## TASK DETAILS
The lines to be copied run from the one containing "Objective - one point per instance of the sunbeam" to the end of the material below; reproduce them exactly, including both ends, and nothing more.
── ENTRIES
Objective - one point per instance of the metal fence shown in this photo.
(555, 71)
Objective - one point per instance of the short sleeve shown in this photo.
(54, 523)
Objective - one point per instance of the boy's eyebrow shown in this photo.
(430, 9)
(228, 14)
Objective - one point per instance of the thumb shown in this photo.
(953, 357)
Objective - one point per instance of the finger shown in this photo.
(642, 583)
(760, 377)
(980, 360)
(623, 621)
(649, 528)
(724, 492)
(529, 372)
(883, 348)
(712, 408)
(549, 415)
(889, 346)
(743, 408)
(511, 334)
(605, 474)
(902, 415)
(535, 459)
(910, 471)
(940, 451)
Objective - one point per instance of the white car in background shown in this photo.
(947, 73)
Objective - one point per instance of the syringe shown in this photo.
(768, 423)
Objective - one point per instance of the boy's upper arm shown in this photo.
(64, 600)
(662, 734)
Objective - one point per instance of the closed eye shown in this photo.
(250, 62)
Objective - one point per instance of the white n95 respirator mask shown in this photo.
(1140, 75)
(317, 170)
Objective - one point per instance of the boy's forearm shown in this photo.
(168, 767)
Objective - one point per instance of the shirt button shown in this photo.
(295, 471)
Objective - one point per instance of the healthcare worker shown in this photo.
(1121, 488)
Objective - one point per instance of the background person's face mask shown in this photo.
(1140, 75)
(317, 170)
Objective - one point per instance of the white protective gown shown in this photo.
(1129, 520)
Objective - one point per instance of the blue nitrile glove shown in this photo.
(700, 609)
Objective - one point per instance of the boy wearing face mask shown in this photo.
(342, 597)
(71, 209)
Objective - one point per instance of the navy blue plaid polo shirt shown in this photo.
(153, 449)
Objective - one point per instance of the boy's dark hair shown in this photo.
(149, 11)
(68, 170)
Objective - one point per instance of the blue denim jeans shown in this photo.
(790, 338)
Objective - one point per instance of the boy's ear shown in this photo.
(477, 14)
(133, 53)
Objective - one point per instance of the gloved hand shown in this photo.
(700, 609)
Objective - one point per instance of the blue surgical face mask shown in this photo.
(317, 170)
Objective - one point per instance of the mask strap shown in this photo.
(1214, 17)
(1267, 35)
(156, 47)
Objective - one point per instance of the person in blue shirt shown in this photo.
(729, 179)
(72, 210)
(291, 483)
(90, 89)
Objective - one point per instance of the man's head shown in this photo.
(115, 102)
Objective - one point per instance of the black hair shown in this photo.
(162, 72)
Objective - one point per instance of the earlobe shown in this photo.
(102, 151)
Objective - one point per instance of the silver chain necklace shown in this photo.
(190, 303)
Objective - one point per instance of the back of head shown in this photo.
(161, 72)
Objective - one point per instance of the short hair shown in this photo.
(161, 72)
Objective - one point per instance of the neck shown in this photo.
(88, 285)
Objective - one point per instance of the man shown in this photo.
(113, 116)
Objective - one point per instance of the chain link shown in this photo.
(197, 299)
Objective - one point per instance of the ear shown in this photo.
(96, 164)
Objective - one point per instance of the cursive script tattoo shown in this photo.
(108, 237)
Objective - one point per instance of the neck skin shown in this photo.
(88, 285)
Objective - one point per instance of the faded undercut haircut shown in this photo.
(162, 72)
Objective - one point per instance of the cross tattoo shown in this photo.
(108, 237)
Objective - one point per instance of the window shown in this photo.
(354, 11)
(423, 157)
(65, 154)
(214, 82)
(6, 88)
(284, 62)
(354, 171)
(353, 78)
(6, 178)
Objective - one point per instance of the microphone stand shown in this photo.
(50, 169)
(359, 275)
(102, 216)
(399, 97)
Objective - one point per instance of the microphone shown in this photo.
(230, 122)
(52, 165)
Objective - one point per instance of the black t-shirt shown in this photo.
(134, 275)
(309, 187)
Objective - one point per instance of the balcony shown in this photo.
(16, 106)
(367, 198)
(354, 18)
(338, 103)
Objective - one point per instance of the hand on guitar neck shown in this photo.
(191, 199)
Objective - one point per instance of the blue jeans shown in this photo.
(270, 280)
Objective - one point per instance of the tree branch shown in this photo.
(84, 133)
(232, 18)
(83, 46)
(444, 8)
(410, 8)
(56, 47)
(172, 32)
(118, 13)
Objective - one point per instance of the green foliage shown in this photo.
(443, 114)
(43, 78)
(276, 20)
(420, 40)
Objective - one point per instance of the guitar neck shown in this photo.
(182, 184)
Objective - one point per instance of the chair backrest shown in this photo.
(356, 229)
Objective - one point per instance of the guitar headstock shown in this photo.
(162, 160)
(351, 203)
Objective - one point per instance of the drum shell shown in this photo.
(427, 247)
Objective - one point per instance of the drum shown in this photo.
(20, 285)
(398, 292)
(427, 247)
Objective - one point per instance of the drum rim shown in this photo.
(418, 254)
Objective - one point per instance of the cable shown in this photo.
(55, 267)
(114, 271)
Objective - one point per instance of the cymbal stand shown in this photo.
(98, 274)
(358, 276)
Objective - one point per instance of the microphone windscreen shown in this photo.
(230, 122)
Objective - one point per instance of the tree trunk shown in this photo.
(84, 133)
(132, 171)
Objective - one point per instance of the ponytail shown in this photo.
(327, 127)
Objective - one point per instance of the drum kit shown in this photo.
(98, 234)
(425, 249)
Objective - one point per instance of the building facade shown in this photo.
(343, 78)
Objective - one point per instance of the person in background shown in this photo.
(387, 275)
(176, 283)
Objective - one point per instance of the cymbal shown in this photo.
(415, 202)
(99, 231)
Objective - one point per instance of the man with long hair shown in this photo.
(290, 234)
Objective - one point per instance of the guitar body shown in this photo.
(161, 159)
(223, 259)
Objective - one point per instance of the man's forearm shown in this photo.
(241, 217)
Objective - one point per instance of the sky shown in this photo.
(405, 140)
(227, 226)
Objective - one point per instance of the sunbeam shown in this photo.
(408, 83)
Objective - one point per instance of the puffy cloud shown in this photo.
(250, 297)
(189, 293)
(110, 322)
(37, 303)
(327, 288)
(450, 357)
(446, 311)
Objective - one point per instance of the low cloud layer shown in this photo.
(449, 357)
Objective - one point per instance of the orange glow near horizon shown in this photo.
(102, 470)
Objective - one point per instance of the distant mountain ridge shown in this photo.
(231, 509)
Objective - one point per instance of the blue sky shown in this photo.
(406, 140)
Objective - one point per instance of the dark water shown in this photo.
────
## EXERCISE RESPONSE
Objective - one point per instance of the sunbeam shown in this photo.
(408, 83)
Objective - one point per instance of the puffy cloud shown in this photo.
(250, 297)
(189, 293)
(110, 322)
(37, 303)
(327, 288)
(450, 357)
(446, 311)
Objective - one point per instance of the low cloud layer shown in this photo.
(449, 357)
Objective - one point per instance of the orange glow near horizon shown in this photo.
(102, 470)
Objective - one point per instance of the distant mountain ridge shown in this photo.
(231, 509)
Objective - one point per instance of the blue sky shown in this photo.
(406, 140)
Objective - one point per instance of the dark water shown in this photo.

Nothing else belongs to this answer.